THE INPUT:
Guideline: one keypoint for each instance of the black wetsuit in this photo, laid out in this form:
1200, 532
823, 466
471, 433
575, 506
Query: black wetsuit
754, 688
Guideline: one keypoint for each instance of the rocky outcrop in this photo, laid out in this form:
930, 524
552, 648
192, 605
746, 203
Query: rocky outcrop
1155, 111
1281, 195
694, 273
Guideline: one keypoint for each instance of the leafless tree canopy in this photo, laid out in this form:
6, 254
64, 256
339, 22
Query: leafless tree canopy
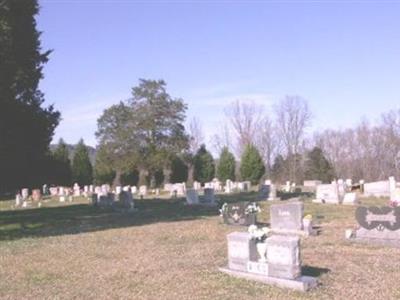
267, 142
366, 152
292, 119
196, 135
245, 119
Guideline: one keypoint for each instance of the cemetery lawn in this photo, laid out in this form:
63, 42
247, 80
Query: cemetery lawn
167, 250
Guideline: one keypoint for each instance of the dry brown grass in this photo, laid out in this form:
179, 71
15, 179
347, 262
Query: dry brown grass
167, 251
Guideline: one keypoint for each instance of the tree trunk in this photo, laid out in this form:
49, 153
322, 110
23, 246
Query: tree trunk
190, 179
142, 176
117, 178
167, 175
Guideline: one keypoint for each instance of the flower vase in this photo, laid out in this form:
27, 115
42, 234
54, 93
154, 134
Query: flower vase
262, 251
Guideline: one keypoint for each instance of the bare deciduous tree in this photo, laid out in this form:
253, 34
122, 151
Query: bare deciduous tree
292, 119
245, 119
222, 139
267, 142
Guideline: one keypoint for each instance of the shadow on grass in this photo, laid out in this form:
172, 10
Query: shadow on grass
313, 271
80, 218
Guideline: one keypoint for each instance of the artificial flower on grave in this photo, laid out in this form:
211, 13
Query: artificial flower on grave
223, 209
258, 234
252, 208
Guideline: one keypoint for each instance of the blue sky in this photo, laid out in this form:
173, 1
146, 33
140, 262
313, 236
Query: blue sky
343, 57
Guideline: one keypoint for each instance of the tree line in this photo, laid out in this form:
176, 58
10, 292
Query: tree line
143, 140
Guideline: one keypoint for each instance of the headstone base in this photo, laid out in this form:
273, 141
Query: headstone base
381, 238
302, 283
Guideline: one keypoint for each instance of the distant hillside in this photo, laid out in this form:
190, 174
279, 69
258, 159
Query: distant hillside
71, 150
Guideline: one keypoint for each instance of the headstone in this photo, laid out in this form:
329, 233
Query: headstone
216, 185
378, 225
241, 250
192, 197
350, 198
97, 190
328, 193
247, 186
168, 187
178, 189
240, 213
197, 185
281, 268
25, 194
18, 200
288, 216
311, 183
45, 189
395, 197
77, 190
283, 256
106, 200
377, 189
134, 190
126, 200
349, 184
209, 197
36, 195
273, 193
287, 187
341, 188
118, 190
143, 190
94, 199
53, 191
228, 186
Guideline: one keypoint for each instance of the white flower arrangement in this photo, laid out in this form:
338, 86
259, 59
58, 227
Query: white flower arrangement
259, 234
252, 208
223, 209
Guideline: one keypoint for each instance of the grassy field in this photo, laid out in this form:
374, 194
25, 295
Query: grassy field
167, 250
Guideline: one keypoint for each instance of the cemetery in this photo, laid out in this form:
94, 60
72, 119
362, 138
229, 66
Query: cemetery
260, 160
214, 251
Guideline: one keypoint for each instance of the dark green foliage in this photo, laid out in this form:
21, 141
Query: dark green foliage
144, 133
179, 170
226, 165
130, 178
82, 170
204, 168
279, 169
318, 167
61, 169
26, 128
251, 165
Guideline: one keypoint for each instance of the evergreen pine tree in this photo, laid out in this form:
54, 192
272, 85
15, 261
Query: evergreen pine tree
204, 168
61, 170
26, 128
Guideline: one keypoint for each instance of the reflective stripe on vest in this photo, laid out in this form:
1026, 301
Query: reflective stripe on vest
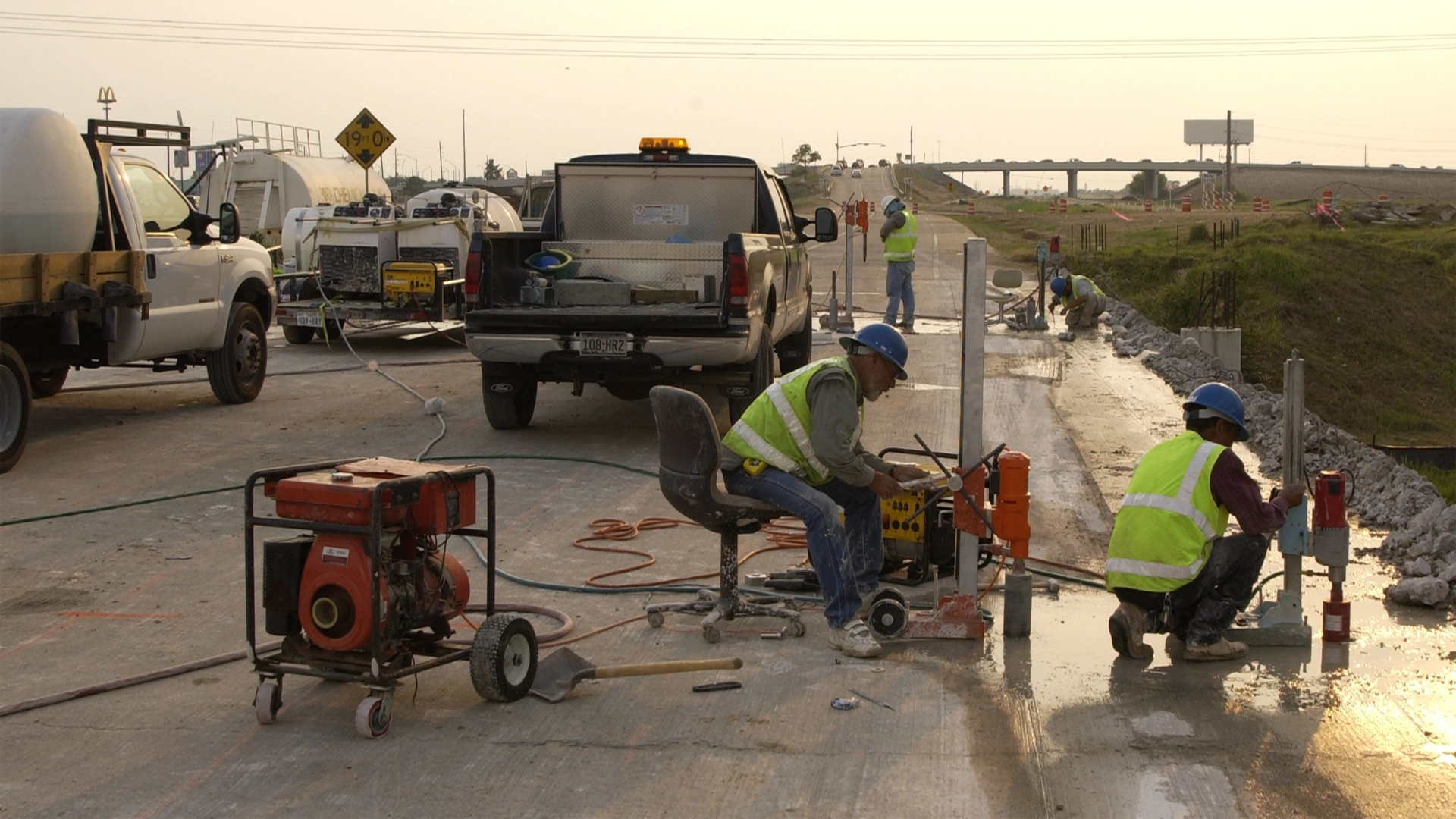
775, 428
1168, 518
900, 242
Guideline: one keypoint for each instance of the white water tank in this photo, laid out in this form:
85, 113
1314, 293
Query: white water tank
47, 184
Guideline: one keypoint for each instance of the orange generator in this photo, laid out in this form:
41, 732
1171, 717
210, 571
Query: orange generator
369, 595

DIRECTION:
Exclude the pictures and repeat every other part of the records word for word.

RESPONSE TO THE EXERCISE:
Guideline: one keypoint for each instance of the black wetsuit in this photo, laid out in this form:
1200, 532
823, 466
471, 433
575, 506
Query: black wetsuit
754, 688
Guideline: one keypoint for each instance of the rocky outcrop in this photo, laid out in this form:
930, 524
552, 648
192, 605
746, 203
Query: rocky outcrop
1155, 111
1281, 195
694, 273
Guideline: one keypoint for each instance of the leafless tree canopy in this photo, laid out in this form:
6, 254
64, 256
339, 22
Query: leafless tree canopy
267, 142
366, 152
292, 119
196, 135
245, 119
Guideline: one keypoint for each instance of the cemetery lawn in this photo, laid out in this form:
63, 42
247, 80
Query: cemetery lawn
167, 250
Guideline: one keypoint for each instance of the dry brown grass in this photo, laid out in this form:
179, 71
15, 179
347, 262
Query: dry brown grass
167, 251
Guideline: one keypoint for each instance of the tree trunk in this photo, laid out in this form:
49, 153
322, 110
23, 246
Query: tree trunk
190, 179
142, 176
117, 178
167, 175
Guideline: one keypoint for each instance of the flower vase in this photo, laid out in this form:
27, 115
42, 234
54, 93
154, 134
Query: flower vase
262, 251
Guideline: one keypoint for each instance of the bare deciduous tree in this photo, laid out in this form:
253, 34
122, 151
Query: bare deciduous tree
292, 119
245, 119
222, 139
267, 142
Guideline: one keypoint for each instance of the shadow on grass in this photo, laid out in this form:
172, 10
Query: shadow on grass
313, 271
80, 218
Guideline: one keypoint for each instance of the artificial flower on grave in this photo, laid out in this form:
211, 13
Query: artificial flower on grave
223, 209
258, 234
252, 208
Guideline: one keypoint for each instance of the blue sky in this photo, laid out in this form:
173, 1
146, 33
140, 262
313, 236
Query: blue sky
343, 57
Guideline: one keypoint for each instance of the tree line in this photo, laid out in this form:
176, 58
10, 292
Query: tree line
143, 140
Guideline: one keypoint for each instance of the headstone base in this photo, laid out in this form:
273, 141
Query: headstone base
381, 238
302, 283
Guideline: one keypoint for each instance of the distant hillside in this photo, laid out in this form:
190, 174
279, 69
258, 159
Query: distant hillside
71, 150
Guideline: one keypoint for each instance of the headstone in this photo, laid out in this form:
329, 233
Query: headstone
216, 185
378, 225
241, 250
192, 197
350, 198
97, 190
328, 193
247, 186
168, 187
178, 189
240, 213
197, 185
281, 268
25, 194
18, 200
288, 216
311, 183
45, 189
395, 197
77, 190
283, 256
106, 200
377, 189
134, 190
126, 200
349, 184
209, 197
36, 195
273, 193
287, 187
341, 188
118, 190
143, 190
94, 199
53, 191
228, 186
Guideline: one keypoint for each instance of the white flower arrangement in this photo, laid out in this form:
338, 86
259, 59
58, 227
Query: white flower arrangement
259, 234
252, 208
223, 209
Guideline: one keypoint for each instance of the grassy field in this photo, laid out in this form:
374, 194
25, 295
Query: grassy field
167, 250
Guideline: one keypoint for each instance of the cemetery in this photo, laid out in this form:
94, 60
72, 119
362, 138
229, 66
Query: cemetery
260, 160
214, 251
Guideline: one keypoint for each instance of the dark green foliage in this photo, laid out in this form:
21, 141
Query: dark green foliage
144, 133
179, 170
226, 165
130, 178
82, 170
204, 168
279, 169
318, 167
61, 169
26, 128
251, 165
Guideline: one keypoint for each instance of the evergreen pine tree in this photo, laid out in this form:
54, 192
272, 85
15, 261
Query: evergreen pine tree
204, 168
61, 170
26, 128
Guideline: one keypoint for each instance of the reflective stripe on vest in this photo, laid out in this form:
1026, 301
Query: reflective stripe on vest
775, 428
1168, 518
900, 242
Guideline: one keypoint for each instance of the white water tank in this photo, laid out in this form:
85, 113
1314, 293
Query: white water tank
47, 184
Guideline: one keypoint for each instance of the orange generator in this photo, laid out in this form:
41, 732
1171, 717
210, 571
Query: orange generator
369, 595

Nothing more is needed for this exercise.